» SET TASK: Convert the records from the line containing "In which part of the picture is the wall" through the line containing "[255,167,270,204]" into a Markdown table with the columns "No." and "Line," giving each line its own numbered row and omitting blank lines.

Rows from a box-labeling dataset
========================
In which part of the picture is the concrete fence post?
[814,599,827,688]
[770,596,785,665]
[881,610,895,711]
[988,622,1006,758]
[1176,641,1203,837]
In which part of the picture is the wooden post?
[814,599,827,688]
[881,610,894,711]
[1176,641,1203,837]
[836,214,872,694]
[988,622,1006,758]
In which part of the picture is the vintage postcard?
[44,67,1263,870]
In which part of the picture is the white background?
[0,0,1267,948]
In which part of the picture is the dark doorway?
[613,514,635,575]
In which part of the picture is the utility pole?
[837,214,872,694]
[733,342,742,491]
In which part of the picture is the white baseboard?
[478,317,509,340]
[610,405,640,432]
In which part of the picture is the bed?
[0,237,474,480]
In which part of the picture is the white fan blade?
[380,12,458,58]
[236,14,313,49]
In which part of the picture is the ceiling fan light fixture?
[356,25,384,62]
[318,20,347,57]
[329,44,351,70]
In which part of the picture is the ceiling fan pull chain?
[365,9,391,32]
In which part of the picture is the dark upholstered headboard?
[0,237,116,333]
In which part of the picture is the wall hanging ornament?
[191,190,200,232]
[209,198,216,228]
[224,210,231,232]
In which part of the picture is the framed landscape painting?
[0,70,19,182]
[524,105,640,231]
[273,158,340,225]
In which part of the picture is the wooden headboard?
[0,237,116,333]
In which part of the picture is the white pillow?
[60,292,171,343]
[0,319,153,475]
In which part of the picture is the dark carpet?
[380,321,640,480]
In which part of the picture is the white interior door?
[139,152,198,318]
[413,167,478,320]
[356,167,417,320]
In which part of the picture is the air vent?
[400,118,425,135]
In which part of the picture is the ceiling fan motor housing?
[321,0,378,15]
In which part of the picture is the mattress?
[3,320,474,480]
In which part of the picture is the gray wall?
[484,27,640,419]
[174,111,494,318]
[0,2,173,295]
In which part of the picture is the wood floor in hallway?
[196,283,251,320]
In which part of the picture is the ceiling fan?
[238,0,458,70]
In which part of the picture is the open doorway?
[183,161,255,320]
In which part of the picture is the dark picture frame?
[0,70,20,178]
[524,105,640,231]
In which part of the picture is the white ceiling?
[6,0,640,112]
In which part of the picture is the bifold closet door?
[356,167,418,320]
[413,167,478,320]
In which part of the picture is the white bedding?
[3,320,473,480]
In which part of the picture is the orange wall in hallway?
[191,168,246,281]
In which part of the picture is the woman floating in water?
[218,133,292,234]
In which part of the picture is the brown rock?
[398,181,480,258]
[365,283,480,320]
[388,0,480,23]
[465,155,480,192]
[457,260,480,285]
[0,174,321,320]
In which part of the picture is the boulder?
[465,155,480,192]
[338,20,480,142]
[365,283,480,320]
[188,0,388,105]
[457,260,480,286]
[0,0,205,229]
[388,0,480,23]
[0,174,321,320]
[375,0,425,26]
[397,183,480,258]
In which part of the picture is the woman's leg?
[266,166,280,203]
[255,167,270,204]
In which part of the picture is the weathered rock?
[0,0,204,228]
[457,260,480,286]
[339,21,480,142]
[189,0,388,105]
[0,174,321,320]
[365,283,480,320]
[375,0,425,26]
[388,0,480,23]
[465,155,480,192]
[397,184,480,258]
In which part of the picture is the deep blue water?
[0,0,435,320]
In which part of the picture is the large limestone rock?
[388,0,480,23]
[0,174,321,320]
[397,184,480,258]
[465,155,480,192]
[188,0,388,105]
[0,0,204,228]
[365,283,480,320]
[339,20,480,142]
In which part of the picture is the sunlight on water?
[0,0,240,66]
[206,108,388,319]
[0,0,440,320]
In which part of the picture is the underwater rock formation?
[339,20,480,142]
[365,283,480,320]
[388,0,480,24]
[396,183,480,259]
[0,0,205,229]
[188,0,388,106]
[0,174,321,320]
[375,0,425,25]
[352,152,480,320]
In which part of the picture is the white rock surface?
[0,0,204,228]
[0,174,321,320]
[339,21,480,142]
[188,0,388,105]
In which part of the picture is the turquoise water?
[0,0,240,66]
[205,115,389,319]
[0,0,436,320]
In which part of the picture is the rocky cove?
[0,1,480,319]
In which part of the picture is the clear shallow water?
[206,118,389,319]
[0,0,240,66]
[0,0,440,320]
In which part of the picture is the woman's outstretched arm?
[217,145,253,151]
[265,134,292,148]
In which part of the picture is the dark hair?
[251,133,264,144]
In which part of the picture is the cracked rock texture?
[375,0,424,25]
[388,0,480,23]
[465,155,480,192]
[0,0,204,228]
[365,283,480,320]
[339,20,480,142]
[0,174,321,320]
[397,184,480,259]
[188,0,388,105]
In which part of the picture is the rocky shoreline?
========================
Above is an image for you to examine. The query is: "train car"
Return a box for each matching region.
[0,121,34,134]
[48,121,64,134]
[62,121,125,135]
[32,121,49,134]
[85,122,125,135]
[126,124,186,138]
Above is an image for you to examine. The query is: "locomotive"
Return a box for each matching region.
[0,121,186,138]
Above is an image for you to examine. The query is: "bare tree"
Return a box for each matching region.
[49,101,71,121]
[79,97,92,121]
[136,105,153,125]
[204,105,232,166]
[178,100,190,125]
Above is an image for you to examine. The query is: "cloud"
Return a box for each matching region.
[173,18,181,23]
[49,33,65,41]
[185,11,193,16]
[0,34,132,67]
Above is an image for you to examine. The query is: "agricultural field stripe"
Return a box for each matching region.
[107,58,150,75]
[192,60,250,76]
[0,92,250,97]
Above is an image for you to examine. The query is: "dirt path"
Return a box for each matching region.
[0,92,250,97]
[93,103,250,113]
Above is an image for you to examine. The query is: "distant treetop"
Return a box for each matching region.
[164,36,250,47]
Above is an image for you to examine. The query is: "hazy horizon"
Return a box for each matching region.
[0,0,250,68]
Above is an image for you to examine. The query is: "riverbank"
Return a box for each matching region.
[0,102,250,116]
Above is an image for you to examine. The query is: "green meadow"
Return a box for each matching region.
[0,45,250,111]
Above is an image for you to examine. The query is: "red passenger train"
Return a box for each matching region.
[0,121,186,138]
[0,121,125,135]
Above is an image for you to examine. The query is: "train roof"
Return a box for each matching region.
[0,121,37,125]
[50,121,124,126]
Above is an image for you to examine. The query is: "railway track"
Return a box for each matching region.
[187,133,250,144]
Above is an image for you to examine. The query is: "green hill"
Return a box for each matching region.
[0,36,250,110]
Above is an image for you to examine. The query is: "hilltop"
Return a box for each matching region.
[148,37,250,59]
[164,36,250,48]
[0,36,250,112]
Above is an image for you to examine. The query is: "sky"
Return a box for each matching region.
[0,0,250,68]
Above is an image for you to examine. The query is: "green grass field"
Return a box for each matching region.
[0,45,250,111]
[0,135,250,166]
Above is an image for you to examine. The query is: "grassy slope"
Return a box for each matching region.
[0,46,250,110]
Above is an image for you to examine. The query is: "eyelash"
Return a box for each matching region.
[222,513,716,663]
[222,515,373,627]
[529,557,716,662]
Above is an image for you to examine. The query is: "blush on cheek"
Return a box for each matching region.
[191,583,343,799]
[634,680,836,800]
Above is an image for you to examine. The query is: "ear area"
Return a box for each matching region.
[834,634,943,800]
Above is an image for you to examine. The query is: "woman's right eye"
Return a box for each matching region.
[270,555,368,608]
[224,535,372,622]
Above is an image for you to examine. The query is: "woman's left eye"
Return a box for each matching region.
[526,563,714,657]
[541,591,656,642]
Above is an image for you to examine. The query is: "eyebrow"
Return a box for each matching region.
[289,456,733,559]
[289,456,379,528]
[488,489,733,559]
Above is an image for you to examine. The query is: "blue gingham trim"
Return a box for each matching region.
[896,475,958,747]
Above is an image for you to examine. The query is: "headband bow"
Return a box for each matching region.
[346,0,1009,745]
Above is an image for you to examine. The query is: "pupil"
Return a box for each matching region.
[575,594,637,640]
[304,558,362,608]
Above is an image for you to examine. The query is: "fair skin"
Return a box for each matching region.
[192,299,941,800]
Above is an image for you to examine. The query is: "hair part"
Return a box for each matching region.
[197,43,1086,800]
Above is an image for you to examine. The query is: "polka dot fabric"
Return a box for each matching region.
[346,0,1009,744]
========================
» RESPONSE TO THIS EXERCISE:
| No. | Line |
|---|---|
| 1 | In which part of the picture is the wall hanging ornament? |
| 2 | [191,190,200,232] |
| 3 | [209,198,216,228] |
| 4 | [224,210,231,232] |
| 5 | In which part of the picture is the framed landscape painting? |
| 6 | [0,70,19,182] |
| 7 | [524,105,640,231] |
| 8 | [273,158,340,225] |
| 9 | In which part of the picture is the wooden headboard? |
| 10 | [0,237,116,333] |
| 11 | In which part of the picture is the white pillow? |
| 12 | [60,292,171,343] |
| 13 | [0,319,153,475] |
| 14 | In which part of the picture is the dark carpet? |
| 15 | [380,321,640,480] |
| 16 | In which part of the picture is the white interior door? |
| 17 | [139,152,198,318] |
| 18 | [413,167,478,320] |
| 19 | [356,167,417,320] |
| 20 | In which part of the picture is the air vent? |
| 21 | [400,118,425,135] |
| 22 | In which part of the picture is the ceiling fan motor housing? |
| 23 | [321,0,378,15] |
| 24 | In which part of the picture is the mattress? |
| 25 | [3,320,474,480] |
| 26 | In which part of the picture is the gray wall? |
| 27 | [484,27,640,419] |
| 28 | [174,111,494,318] |
| 29 | [0,2,173,295] |
| 30 | In which part of the picture is the wood floor in hallway? |
| 31 | [196,283,251,320] |
| 32 | In which part of the picture is the ceiling fan? |
| 33 | [238,0,458,70] |
| 34 | In which part of the picture is the open doorway? |
| 35 | [183,161,255,320] |
| 36 | In which part of the picture is the dark picture frame? |
| 37 | [0,70,20,178] |
| 38 | [524,105,640,231] |
| 39 | In which part of the picture is the white ceiling? |
| 40 | [6,0,640,112] |
| 41 | In which part of the picture is the bifold closet door? |
| 42 | [356,167,418,320] |
| 43 | [413,167,478,320] |
| 44 | In which part of the picture is the white bedding? |
| 45 | [3,320,473,480] |
| 46 | In which part of the picture is the orange wall in hallway? |
| 47 | [191,168,246,281] |
| 48 | In which part of the picture is the woman floating in water? |
| 49 | [218,133,292,234] |
| 50 | In which part of the picture is the brown rock? |
| 51 | [398,181,480,258] |
| 52 | [365,283,480,320] |
| 53 | [388,0,480,23] |
| 54 | [465,155,480,192] |
| 55 | [457,260,480,285] |
| 56 | [0,174,321,320] |
| 57 | In which part of the picture is the boulder? |
| 58 | [465,155,480,192] |
| 59 | [338,20,480,142] |
| 60 | [365,283,480,320] |
| 61 | [188,0,388,105] |
| 62 | [457,260,480,286] |
| 63 | [0,0,205,229] |
| 64 | [388,0,480,23] |
| 65 | [0,174,321,320] |
| 66 | [375,0,425,26] |
| 67 | [397,183,480,258] |
| 68 | In which part of the picture is the woman's leg? |
| 69 | [266,166,280,203] |
| 70 | [255,167,270,204] |